● Entries supplied

------------------------

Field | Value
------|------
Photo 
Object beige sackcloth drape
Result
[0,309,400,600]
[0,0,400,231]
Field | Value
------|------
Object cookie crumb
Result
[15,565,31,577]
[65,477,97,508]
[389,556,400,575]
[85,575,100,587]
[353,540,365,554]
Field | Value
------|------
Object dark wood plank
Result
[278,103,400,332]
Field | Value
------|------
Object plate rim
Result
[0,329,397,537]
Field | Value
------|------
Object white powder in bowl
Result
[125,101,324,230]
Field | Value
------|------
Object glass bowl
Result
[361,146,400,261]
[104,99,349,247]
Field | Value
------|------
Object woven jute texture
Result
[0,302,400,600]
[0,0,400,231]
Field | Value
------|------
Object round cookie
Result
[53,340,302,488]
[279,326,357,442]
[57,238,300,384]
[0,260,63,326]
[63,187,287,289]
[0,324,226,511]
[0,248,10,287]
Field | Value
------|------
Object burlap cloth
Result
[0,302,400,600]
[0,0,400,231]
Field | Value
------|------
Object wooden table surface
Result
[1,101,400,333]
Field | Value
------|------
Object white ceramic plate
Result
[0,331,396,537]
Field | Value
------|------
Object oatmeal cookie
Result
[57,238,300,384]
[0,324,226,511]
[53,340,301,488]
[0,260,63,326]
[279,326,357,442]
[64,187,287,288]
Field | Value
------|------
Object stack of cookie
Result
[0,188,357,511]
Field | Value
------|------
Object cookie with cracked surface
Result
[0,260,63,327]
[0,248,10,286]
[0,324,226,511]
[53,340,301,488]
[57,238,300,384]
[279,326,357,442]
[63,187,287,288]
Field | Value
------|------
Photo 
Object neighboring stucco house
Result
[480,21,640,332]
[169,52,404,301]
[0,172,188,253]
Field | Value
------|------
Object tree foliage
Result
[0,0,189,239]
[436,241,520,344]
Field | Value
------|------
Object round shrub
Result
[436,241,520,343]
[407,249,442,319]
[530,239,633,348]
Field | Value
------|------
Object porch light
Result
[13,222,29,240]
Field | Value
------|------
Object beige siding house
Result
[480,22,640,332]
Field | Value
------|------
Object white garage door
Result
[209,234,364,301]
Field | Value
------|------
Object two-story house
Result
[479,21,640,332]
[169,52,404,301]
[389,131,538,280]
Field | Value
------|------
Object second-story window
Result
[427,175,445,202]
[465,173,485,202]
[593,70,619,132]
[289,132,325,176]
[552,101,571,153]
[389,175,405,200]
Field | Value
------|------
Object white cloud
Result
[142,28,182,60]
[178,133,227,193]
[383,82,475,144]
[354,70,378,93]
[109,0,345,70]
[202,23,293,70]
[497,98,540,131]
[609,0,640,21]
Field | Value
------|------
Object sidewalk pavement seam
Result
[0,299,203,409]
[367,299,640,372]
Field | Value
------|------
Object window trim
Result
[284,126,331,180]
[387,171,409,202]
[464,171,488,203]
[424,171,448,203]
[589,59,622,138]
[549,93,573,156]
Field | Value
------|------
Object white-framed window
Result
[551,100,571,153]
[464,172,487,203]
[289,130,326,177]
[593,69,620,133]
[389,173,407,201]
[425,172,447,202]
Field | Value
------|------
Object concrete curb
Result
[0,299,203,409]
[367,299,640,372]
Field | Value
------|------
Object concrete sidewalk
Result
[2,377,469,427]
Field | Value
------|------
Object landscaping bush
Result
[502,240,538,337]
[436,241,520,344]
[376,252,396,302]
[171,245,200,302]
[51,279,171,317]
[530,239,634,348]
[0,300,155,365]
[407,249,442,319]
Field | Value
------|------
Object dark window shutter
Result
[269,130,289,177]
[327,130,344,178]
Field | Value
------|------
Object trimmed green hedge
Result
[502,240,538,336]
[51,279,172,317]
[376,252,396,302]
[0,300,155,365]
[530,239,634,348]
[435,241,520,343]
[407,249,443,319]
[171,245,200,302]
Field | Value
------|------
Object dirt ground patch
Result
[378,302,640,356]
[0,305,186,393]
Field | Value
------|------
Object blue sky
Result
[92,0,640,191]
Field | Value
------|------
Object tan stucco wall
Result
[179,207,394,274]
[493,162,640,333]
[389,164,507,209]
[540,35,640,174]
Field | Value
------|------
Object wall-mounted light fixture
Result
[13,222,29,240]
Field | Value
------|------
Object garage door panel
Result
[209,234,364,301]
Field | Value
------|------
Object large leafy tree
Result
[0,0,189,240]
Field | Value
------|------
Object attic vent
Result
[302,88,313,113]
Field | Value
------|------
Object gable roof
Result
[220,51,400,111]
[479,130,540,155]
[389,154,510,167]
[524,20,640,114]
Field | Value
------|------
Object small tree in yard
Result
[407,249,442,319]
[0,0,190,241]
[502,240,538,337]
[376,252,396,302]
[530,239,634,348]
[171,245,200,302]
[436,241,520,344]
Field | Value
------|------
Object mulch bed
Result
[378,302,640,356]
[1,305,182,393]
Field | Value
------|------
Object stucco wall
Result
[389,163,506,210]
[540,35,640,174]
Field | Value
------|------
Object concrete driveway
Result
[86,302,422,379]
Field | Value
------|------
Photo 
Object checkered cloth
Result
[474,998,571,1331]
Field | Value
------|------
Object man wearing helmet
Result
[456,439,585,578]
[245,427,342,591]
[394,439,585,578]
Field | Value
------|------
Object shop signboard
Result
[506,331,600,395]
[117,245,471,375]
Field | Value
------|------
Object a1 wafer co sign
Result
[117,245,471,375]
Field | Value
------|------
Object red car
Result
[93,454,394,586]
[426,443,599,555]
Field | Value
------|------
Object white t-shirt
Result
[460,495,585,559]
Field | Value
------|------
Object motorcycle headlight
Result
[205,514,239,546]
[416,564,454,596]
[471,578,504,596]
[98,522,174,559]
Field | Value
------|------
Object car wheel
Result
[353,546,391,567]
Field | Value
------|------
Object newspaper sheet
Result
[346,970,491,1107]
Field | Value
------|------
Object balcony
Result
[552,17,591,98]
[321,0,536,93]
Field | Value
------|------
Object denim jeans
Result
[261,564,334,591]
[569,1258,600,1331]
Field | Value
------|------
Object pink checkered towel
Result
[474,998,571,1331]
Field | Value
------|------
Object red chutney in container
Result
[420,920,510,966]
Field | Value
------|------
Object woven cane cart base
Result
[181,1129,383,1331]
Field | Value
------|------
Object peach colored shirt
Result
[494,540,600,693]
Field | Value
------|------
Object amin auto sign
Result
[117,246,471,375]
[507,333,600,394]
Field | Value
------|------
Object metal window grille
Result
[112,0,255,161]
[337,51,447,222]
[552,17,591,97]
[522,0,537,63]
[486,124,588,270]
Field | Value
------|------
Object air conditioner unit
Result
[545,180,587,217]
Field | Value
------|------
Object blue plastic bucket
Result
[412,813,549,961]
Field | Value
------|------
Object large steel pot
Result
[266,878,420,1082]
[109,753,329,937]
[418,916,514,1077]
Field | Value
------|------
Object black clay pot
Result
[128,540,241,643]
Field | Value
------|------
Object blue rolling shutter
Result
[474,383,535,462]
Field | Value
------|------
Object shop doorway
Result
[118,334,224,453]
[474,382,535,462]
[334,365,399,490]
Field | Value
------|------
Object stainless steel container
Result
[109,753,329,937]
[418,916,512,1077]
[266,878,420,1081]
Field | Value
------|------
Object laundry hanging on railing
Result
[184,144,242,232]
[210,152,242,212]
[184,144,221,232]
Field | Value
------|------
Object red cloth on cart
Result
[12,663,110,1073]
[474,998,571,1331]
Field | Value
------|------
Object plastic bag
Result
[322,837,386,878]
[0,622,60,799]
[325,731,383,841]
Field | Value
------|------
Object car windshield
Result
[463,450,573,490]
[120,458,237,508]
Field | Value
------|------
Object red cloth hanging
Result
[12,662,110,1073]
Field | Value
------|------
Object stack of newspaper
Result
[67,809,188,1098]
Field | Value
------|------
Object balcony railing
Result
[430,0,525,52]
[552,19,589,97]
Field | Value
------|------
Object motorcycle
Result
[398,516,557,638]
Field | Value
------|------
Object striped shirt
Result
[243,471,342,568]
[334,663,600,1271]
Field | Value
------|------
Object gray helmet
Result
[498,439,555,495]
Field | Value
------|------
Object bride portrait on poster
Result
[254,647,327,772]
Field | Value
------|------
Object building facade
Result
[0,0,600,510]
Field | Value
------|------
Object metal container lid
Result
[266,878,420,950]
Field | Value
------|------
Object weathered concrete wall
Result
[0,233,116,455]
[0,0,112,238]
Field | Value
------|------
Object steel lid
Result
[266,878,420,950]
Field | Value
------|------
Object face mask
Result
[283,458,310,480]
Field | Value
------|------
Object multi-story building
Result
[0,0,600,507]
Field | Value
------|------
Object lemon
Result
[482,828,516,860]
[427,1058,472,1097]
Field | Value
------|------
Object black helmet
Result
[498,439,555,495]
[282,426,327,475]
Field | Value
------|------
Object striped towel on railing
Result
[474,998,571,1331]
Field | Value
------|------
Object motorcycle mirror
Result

------------------------

● Exercise aim
Copy out, character for character, the stretch of lines above that runs from the very first line through the line containing "[353,540,365,554]", including both ends, and nothing else.

● Task solution
Field | Value
------|------
Photo 
Object beige sackcloth drape
Result
[0,309,400,600]
[0,0,400,231]
Field | Value
------|------
Object cookie crumb
Result
[15,565,31,577]
[65,477,97,508]
[389,556,400,575]
[85,575,100,587]
[353,540,365,554]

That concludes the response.